*Exercise objective*
Repeat the material exactly, leaving nothing out.

Named object pointing entries

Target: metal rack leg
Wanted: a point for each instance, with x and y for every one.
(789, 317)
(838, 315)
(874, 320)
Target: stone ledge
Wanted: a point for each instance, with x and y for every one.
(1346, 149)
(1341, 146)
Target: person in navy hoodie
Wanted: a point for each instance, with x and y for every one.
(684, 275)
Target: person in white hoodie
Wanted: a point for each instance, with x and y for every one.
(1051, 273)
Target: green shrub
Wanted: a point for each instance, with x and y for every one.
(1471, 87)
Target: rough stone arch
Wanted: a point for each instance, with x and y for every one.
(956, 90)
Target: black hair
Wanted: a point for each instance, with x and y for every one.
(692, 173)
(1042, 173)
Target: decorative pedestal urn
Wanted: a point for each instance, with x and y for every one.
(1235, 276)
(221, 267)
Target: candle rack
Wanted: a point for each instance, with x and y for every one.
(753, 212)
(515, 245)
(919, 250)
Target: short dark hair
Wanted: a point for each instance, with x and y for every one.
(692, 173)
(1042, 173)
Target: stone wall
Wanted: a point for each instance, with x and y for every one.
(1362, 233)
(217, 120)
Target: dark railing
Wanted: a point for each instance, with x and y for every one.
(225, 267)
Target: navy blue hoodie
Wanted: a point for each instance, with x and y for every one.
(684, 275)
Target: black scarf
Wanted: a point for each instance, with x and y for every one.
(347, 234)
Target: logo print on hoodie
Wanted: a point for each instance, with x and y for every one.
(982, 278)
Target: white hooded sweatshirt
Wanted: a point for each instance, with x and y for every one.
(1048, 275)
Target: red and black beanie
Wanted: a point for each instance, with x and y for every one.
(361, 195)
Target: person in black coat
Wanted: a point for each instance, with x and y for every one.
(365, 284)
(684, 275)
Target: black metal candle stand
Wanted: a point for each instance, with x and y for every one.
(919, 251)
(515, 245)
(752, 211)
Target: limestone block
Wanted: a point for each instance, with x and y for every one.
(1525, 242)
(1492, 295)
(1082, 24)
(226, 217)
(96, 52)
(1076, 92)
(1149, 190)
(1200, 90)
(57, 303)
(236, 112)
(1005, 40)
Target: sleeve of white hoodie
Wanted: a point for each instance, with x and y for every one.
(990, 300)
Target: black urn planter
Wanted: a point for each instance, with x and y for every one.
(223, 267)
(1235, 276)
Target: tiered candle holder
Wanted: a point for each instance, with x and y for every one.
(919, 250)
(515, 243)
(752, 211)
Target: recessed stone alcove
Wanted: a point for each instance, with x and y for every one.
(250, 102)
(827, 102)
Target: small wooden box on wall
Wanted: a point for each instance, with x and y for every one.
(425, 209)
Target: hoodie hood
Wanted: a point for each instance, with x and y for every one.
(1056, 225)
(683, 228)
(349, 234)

*Task solution*
Target: metal rack leg
Wanted: a point for each instance, with x and y for every one.
(789, 317)
(838, 315)
(874, 320)
Target: stone ledge
Wanted: a point for each instance, with x and y for every one.
(1346, 149)
(1341, 146)
Target: person in navy hoodie
Wanted: a point for each instance, with x and y for every one.
(684, 275)
Target: person in white hoodie
Wanted: a point for each instance, with x and y for every one.
(1051, 273)
Target: green shrub
Wanted: a point for each instance, with x and y for every one.
(1471, 87)
Target: rough stone arch
Wanted: a point for each instance, with x and y for every one.
(956, 90)
Target: black hair
Wanted: a point for each instance, with x and y for every one.
(692, 173)
(1042, 173)
Target: decorative pedestal urn
Wanted: a point for each instance, with x and y for every one.
(1235, 276)
(221, 267)
Target: candle rack
Wanted: a point for each instance, with x and y for every one.
(753, 212)
(515, 245)
(919, 250)
Target: short dark hair
Wanted: a point for each instance, with x and y for every one.
(692, 173)
(1042, 173)
Target: stone wall
Wanted: a point for each instance, with x and y for every one.
(1362, 233)
(217, 120)
Target: dark railing
Wanted: a point for each instance, with x and y for every one.
(225, 267)
Target: navy blue hoodie
Wanted: a point for each instance, with x and y for every one.
(684, 275)
Target: black scarf
Wanted: a point for each instance, with x and y for every one.
(347, 234)
Target: logo print on hoodie
Wanted: a point for each instance, with x and y for every one.
(982, 278)
Target: white hooded sweatshirt
Wanted: a point for each instance, with x and y for every one.
(1048, 275)
Target: red and black beanie
Wanted: a point for each instance, with x and y for every one.
(361, 195)
Target: person in black coat
Wanted: a point for each instance, with x and y for every one.
(365, 284)
(684, 275)
Target: black metal candle stand
Wanted: a point for each instance, with x and y for every one.
(919, 251)
(515, 245)
(752, 211)
Target: limestone block
Wanted: a point for each instance, with x and y for every one.
(1525, 242)
(1492, 295)
(1082, 24)
(226, 217)
(96, 52)
(1076, 92)
(1149, 190)
(1200, 90)
(57, 303)
(236, 112)
(1005, 40)
Target: sleeve of white hoodie
Wanted: a point for each instance, with x and y for every one.
(990, 300)
Target: black urn planter
Wanted: a point for each instance, with x and y for every one.
(223, 267)
(1235, 276)
Target: tiered candle holder
Wanted: a point for each instance, with x and y for every one.
(919, 250)
(515, 243)
(752, 211)
Target: recessed stone alcove
Wanted: a point for each instance, with x and y for every one.
(250, 102)
(827, 102)
Target: small wooden box on wall
Wanted: a point for each instance, with x and y for every one.
(425, 209)
Target: hoodie hood
Wanted: a point for each instance, with x and y for every one.
(1056, 225)
(683, 228)
(349, 234)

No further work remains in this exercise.